- Task directions
Beginning with the line that contains "Could you please put a dot on the woman in", copy each remaining line of the data below exactly.

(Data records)
=== Section Start ===

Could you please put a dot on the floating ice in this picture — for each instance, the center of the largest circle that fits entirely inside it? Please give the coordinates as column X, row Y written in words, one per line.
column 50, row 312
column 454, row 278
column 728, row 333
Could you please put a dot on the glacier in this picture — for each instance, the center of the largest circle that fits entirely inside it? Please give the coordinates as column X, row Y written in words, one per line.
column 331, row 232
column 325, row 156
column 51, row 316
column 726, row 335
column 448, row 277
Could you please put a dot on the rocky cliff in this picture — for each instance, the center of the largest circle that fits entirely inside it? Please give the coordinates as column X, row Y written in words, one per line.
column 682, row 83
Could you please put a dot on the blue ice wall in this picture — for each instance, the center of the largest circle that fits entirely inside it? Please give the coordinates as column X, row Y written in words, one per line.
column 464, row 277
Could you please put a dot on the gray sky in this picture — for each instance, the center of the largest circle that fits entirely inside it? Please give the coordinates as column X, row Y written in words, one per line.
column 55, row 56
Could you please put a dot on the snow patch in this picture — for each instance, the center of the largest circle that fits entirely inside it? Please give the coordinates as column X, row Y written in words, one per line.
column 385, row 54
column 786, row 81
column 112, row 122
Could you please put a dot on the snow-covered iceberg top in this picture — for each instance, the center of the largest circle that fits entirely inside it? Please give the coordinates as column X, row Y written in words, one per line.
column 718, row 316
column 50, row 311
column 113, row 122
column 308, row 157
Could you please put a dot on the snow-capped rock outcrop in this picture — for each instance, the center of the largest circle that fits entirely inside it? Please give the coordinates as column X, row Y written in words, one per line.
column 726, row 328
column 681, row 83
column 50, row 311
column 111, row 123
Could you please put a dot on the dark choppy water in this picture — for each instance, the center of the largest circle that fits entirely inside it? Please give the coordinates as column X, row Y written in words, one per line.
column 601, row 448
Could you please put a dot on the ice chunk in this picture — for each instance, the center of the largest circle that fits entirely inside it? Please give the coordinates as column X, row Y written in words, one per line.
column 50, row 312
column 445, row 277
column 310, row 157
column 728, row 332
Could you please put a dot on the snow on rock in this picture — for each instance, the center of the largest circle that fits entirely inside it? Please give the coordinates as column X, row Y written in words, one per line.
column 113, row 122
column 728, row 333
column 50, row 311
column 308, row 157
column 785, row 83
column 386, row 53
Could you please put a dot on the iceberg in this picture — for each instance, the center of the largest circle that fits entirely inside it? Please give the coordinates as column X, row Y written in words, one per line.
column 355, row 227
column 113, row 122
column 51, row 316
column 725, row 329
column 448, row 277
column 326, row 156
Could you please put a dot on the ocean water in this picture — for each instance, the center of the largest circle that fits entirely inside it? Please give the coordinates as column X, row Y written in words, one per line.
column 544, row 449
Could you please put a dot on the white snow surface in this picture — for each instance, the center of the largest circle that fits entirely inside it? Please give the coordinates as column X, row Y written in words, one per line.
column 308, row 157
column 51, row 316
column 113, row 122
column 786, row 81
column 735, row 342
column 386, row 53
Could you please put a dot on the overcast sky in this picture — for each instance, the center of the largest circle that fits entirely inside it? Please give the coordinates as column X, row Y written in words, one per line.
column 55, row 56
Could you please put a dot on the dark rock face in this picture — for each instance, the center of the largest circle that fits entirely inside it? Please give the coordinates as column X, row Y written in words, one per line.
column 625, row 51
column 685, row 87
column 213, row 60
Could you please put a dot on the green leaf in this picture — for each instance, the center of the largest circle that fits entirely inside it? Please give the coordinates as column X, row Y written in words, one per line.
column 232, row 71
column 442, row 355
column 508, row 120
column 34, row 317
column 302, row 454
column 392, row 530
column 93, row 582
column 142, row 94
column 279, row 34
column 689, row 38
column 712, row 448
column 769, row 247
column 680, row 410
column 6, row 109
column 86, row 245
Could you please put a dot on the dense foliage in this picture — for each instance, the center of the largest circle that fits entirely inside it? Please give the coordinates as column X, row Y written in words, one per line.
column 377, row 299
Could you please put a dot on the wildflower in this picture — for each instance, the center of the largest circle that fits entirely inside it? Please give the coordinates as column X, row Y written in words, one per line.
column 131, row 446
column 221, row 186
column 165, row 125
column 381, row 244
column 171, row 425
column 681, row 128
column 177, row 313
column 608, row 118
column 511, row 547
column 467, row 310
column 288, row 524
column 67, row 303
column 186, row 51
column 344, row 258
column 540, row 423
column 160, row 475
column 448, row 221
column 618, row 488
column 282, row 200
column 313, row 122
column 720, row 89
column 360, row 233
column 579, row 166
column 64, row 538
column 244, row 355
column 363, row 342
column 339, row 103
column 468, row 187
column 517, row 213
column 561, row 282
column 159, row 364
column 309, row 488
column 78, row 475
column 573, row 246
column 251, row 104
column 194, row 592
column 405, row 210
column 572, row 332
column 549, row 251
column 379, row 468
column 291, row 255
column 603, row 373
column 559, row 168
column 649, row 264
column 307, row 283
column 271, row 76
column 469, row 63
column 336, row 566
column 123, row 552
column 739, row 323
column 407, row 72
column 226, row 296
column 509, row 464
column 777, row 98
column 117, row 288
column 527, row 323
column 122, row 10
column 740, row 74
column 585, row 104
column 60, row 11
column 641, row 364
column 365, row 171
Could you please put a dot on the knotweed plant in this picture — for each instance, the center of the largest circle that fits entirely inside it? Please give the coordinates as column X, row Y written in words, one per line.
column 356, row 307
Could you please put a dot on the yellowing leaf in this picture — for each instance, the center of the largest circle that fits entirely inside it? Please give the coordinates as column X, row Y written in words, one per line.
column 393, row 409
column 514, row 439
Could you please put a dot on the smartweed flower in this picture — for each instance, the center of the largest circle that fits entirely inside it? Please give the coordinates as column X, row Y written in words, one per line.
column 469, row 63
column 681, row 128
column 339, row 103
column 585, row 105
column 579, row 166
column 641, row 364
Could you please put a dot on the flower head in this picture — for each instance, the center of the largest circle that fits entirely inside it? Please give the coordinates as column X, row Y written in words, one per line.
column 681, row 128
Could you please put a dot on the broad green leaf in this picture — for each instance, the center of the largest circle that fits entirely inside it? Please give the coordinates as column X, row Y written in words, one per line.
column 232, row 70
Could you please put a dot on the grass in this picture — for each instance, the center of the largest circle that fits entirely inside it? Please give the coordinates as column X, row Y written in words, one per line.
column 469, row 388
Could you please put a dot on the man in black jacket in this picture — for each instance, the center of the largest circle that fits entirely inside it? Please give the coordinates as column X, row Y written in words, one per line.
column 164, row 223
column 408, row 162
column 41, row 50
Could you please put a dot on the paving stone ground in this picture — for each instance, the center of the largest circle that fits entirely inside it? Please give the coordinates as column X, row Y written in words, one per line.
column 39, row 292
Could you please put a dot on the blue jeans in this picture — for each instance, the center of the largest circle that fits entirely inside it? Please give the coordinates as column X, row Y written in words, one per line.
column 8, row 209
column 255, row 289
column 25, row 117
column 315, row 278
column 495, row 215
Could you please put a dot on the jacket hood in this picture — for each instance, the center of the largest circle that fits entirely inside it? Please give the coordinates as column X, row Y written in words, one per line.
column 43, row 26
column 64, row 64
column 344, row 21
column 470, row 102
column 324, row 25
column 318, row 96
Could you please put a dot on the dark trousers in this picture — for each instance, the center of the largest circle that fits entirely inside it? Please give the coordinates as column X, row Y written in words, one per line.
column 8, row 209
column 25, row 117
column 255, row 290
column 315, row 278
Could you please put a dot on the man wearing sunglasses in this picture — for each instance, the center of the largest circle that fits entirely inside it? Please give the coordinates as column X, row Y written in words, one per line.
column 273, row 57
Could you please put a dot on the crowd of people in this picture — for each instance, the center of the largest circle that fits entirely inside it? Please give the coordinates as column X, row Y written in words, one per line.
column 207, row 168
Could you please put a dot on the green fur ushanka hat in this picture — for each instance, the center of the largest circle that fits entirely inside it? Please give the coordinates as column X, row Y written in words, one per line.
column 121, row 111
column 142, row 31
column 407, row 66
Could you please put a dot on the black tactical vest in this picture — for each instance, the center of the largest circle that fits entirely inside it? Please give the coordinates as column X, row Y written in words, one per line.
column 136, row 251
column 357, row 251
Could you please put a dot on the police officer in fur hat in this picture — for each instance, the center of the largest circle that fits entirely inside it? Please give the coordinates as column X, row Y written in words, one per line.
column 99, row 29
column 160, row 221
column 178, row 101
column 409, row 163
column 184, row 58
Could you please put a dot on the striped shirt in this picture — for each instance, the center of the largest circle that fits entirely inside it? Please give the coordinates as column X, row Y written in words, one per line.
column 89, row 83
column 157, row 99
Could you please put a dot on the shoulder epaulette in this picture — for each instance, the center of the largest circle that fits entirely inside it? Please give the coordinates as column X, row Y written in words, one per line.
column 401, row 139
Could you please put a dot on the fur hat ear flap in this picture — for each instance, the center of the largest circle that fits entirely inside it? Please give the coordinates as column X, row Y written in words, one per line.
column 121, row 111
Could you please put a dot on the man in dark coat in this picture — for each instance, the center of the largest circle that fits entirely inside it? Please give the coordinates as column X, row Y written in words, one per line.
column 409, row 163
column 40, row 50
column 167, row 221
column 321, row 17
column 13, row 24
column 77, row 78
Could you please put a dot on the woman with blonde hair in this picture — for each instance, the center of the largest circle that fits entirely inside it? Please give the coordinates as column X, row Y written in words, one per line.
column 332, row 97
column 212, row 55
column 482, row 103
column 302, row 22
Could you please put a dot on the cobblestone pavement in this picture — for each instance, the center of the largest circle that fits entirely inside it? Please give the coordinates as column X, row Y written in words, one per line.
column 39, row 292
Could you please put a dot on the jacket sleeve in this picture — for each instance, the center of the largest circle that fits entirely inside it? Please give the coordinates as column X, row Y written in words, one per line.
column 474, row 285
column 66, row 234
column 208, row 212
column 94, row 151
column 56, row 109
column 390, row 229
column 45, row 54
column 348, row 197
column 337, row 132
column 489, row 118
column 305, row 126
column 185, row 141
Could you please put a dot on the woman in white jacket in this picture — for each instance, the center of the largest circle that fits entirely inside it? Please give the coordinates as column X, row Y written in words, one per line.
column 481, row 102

=== Section End ===

- Solution below
Could you please put a dot on the woman in white jacket in this picture — for each instance, the center of the largest circle that fits entirely inside it? Please give the coordinates as column X, row Y written in words, one per line.
column 481, row 102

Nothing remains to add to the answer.